---------- Dataset records ----------

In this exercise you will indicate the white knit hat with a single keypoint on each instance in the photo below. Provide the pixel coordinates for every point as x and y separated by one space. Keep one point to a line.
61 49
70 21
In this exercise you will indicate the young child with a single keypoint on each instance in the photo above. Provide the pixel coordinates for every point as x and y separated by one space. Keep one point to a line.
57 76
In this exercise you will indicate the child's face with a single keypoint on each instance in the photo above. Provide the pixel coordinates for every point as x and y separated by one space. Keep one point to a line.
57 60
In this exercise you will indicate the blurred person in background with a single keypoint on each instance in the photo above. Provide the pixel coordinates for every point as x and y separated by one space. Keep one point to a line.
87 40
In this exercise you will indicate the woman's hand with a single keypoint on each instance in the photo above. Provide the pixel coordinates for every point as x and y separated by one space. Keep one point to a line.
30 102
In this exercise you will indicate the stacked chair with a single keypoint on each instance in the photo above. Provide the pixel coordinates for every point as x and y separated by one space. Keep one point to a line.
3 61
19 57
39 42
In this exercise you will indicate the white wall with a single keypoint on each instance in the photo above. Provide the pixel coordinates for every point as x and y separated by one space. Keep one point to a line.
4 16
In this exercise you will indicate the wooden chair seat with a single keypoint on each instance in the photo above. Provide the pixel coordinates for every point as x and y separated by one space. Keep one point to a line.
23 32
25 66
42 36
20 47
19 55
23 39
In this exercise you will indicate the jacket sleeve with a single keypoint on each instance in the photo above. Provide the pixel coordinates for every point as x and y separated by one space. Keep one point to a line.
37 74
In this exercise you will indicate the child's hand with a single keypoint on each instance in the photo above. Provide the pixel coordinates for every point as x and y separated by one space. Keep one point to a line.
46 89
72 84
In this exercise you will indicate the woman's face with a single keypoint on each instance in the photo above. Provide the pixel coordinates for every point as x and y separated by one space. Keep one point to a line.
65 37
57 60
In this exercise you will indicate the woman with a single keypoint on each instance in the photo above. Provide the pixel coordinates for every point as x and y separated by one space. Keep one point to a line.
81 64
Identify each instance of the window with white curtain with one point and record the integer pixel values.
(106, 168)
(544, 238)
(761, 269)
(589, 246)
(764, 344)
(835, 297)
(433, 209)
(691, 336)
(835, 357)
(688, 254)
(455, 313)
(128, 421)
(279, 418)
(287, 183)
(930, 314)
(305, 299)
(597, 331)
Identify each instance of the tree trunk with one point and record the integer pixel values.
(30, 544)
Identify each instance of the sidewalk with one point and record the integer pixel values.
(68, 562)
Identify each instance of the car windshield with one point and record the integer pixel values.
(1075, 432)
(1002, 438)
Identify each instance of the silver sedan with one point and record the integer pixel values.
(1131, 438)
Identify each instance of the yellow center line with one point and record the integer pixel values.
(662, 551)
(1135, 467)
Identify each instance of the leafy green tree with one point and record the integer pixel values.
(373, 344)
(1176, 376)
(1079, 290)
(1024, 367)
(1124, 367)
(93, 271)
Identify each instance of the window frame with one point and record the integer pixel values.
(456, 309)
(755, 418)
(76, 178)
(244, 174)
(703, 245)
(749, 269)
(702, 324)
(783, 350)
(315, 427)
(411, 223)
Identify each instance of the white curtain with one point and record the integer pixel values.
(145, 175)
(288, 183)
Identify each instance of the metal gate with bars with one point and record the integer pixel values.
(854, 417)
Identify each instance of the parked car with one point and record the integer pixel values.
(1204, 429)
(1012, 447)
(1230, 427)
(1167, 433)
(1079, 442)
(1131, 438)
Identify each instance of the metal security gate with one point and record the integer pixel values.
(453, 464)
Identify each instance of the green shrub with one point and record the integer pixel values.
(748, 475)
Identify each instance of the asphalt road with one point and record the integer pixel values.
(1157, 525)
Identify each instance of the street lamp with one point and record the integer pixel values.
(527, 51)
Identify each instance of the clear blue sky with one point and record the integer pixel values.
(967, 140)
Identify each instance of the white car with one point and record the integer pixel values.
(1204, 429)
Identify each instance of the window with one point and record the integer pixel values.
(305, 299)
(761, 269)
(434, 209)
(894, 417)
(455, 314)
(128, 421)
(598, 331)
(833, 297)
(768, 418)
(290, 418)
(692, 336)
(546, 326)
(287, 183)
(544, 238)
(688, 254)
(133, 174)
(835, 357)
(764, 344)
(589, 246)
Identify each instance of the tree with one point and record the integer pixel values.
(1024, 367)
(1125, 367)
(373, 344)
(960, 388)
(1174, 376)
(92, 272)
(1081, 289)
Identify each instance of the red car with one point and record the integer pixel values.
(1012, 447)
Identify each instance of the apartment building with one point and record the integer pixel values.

----------

Required action: Please quote the records above exactly, without skipping a line.

Output:
In this exercise you will indicate the white knit hat with a single keypoint on each instance in the photo below. Provide the pixel coordinates for every point as x and y separated by one space. Keep one point to a line.
61 49
70 21
In this exercise you will indicate the young child with a single keypoint on each instance in the photo above. Provide the pixel coordinates for every point as x and y separated by one space. Keep one point to a line.
57 76
In this exercise you will indicate the child's face with a single keypoint on each instance in the photo above. Provide the pixel coordinates for every point as x and y separated by one space. Keep one point to a line.
57 60
In this exercise you will indicate the blurred person in background with a single keypoint on each instance in the photo above. Provide the pixel coordinates for every point as x and y separated by one space. Keep one point to a line.
87 40
In this exercise you will indicate the woman's hand with a single keypoint on each instance in the photo above. Provide the pixel coordinates for every point as x and y separated by one space. Keep one point to a line.
30 102
In this exercise you will indicate the stacked chair with a single keypoint on each instance in the photo above. Provide the pixel coordinates for every point as x and y separated by one space. Keep one point to a line.
3 61
19 57
39 42
In this exercise you will indicate the white wall with a single keypoint on each instance in the photo above. Provide the pixel coordinates for every point as x and y separated by one space. Keep one point to a line.
4 16
In this exercise you will indicate the wooden chair seat with a single keypoint on each instance in the photo above. Provide the pixel coordinates for every point as x and y separated by one space. Keep one point to a line.
23 32
25 66
42 36
20 47
19 55
23 39
In this exercise you will indicate the jacket sleeve with a single keypoint on each instance in the photo above. Provide the pixel coordinates for every point as x and y separated by one space. Keep one point to a line.
37 74
In this exercise you will indicate the child's hand with a single keypoint on each instance in the photo above. Provide the pixel coordinates for every point as x and y separated by one space. Keep one point to a line.
46 89
72 84
In this exercise you will indicate the woman's face with a single keypoint on each instance in the photo above. Provide the pixel coordinates for every point as x and y separated by one space. Keep one point to a line.
65 37
57 60
In this exercise you will indicate the woman with a single keypoint on each instance in the photo above. Provide the pixel coordinates for every point as x and y separated by one space. Keep one point to a line.
81 64
Identify each instance of the window with white curtain with one point and record the integer pixel values.
(106, 168)
(544, 238)
(761, 269)
(589, 246)
(764, 344)
(835, 297)
(433, 209)
(691, 336)
(835, 357)
(688, 254)
(455, 313)
(128, 421)
(279, 418)
(287, 183)
(930, 314)
(305, 299)
(597, 331)
Identify each instance of the tree trunk with one point and record the integer pixel values.
(30, 544)
Identify each instance of the sidewalk with one point and record the integer pixel values.
(68, 562)
Identify each instance of the car windshield with one point and record the integer pixel values.
(1075, 432)
(1002, 438)
Identify each instance of the silver sedan with one point and record the integer pixel values.
(1131, 438)
Identify each instance of the yellow center line with one point and record the integer pixel values.
(662, 551)
(1135, 467)
Identify each instance of the leafy green tree with one point and record the integer pixel values.
(373, 344)
(1176, 376)
(1079, 290)
(1024, 367)
(1124, 367)
(93, 271)
Identify each instance of the window frame with one point and record the integer pixel values.
(456, 309)
(755, 418)
(76, 178)
(244, 174)
(703, 245)
(749, 269)
(702, 324)
(783, 350)
(315, 427)
(411, 223)
Identify each instance of the white curtain with one point and record the integer pixel values.
(145, 175)
(288, 183)
Identify each instance of the metal gate with bars with one point and record the integer pixel values.
(854, 417)
Identify each instance of the parked car with one point and record the integer pixel values.
(1204, 429)
(1012, 447)
(1230, 427)
(1167, 433)
(1079, 442)
(1131, 438)
Identify each instance of the metal security gate with one point and record the integer pixel values.
(453, 464)
Identify each instance of the green shrub with one point and record the integer pixel values.
(748, 475)
Identify each instance of the asphalt road with one point and record the integer pixel values.
(1157, 525)
Identify each instance of the street lamp with one point and record the integer pixel values.
(527, 51)
Identify each instance of the clear blue sky with one point and record the integer pixel values.
(967, 140)
Identify each instance of the white car with one point and record the integer pixel values.
(1204, 429)
Identify each instance of the window with one point and record the integer pixel values.
(305, 299)
(761, 269)
(434, 209)
(894, 417)
(455, 314)
(128, 421)
(598, 331)
(833, 297)
(768, 418)
(290, 418)
(692, 336)
(546, 326)
(287, 183)
(544, 238)
(688, 254)
(133, 174)
(835, 357)
(764, 344)
(589, 246)
Identify each instance of the tree with one point and record the integer pixel values.
(1024, 367)
(1125, 367)
(373, 344)
(960, 388)
(1174, 376)
(92, 272)
(1081, 289)
Identify each instance of the red car with one point and record the integer pixel values.
(1012, 447)
Identify each instance of the apartment building with one point and record the integer pixel values.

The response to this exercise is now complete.